*Zu erledigen*
Gib aus dem Text über den Bürgerspaziergang mit Duisburgs Oberbürgermeister den Abschnitt von „Integration durch Mülltrennung?“ bis einschließlich „eine Warteliste gibt.“ wortgetreu wieder.

*Bereitgestellter Auszug*
Integration durch Mülltrennung?
Ende Oktober 2019 erreicht
mich ein E-Mail mit dem Betreff „Take a walk with me“. Dahinter verbirgt sich
die Einladung zu einem weiteren Bürgerspazierung mit Duisburgs
Oberbürgermeister Sören Link. Herr Link scheut den Kontakt zu Duisburger
Bürgern nun wirklich nicht. Neben seiner Bürgersprechstunde kann man ihn in
Kneipen, Wohnzimmern und bei den Rundgängen durch die Stadtteile treffen. Die
Duisburger lieben diese gut organisierten Veranstaltungen, weshalb es sofort
eine Warteliste gibt.

*Bereitgestellte Liste*

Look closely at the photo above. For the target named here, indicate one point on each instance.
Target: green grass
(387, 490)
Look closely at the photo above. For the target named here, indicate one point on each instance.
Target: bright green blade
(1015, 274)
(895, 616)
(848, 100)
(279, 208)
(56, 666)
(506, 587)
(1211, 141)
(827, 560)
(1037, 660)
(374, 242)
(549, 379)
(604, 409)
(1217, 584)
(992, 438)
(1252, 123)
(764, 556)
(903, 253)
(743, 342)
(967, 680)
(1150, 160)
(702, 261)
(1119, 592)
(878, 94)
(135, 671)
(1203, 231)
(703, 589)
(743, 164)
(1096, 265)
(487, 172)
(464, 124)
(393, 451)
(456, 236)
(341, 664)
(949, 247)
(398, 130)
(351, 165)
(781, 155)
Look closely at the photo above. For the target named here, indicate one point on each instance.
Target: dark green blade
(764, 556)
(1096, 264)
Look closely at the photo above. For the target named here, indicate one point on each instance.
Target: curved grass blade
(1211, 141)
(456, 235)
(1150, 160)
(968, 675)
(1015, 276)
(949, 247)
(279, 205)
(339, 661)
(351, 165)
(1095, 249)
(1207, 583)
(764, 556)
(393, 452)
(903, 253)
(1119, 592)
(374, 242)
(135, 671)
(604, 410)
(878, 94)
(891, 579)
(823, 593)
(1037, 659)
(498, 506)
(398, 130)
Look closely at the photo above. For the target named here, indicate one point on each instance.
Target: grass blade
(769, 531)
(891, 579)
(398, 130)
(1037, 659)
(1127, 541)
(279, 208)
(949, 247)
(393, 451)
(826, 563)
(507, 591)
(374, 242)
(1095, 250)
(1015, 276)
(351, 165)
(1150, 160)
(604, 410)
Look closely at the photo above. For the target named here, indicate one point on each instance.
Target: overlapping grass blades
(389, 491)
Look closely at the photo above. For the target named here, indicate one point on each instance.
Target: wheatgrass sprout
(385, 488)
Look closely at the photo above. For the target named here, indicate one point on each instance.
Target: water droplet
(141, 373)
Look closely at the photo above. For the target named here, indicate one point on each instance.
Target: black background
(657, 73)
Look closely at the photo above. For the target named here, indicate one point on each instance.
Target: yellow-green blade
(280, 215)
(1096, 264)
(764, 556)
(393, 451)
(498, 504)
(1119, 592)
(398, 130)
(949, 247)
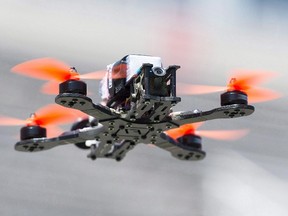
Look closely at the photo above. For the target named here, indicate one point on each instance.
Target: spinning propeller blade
(46, 117)
(54, 71)
(241, 80)
(212, 134)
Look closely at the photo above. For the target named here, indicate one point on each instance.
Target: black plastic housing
(30, 132)
(73, 86)
(234, 97)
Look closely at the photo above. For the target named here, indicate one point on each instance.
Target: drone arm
(84, 104)
(228, 111)
(40, 144)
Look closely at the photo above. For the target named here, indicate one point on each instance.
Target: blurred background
(209, 39)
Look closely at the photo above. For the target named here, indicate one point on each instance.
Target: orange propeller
(212, 134)
(48, 117)
(244, 81)
(54, 71)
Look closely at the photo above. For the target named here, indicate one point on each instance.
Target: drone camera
(158, 71)
(73, 86)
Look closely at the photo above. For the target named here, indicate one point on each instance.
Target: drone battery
(117, 77)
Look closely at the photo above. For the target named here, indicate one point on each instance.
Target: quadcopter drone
(138, 94)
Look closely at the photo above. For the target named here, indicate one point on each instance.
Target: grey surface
(208, 39)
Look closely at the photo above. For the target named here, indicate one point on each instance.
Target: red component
(54, 71)
(241, 80)
(46, 117)
(212, 134)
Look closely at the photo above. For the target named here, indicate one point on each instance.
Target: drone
(137, 95)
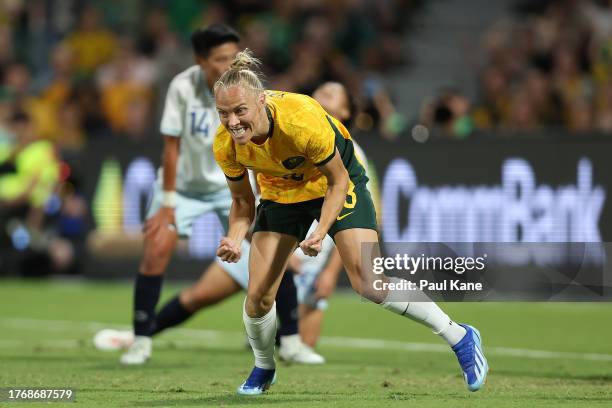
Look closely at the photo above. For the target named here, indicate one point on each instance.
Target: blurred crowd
(549, 66)
(72, 71)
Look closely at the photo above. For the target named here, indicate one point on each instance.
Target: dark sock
(146, 296)
(286, 306)
(172, 314)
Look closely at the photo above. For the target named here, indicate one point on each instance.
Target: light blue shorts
(189, 207)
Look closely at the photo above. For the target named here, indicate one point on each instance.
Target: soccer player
(306, 170)
(316, 277)
(190, 184)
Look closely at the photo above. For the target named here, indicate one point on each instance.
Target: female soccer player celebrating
(307, 170)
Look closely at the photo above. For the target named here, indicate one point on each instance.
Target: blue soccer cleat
(471, 358)
(258, 382)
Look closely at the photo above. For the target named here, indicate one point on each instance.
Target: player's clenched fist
(229, 250)
(311, 246)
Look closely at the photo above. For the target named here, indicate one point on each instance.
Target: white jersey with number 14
(190, 114)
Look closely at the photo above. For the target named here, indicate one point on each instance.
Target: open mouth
(239, 131)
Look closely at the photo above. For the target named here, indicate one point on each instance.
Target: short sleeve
(226, 159)
(322, 142)
(172, 117)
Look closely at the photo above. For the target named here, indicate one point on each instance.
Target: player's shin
(417, 306)
(146, 296)
(261, 332)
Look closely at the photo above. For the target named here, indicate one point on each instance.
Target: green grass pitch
(541, 355)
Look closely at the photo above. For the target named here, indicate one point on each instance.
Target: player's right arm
(242, 213)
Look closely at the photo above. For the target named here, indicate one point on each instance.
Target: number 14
(199, 124)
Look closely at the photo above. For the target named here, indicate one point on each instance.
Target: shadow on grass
(225, 400)
(559, 375)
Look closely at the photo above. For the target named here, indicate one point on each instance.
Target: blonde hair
(243, 71)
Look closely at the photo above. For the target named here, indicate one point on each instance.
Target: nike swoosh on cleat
(339, 218)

*Ergebnis der Übung*
Integration durch Mülltrennung?
Ende Oktober 2019 erreicht
mich ein E-Mail mit dem Betreff „Take a walk with me“. Dahinter verbirgt sich
die Einladung zu einem weiteren Bürgerspazierung mit Duisburgs
Oberbürgermeister Sören Link. Herr Link scheut den Kontakt zu Duisburger
Bürgern nun wirklich nicht. Neben seiner Bürgersprechstunde kann man ihn in
Kneipen, Wohnzimmern und bei den Rundgängen durch die Stadtteile treffen. Die
Duisburger lieben diese gut organisierten Veranstaltungen, weshalb es sofort
eine Warteliste gibt.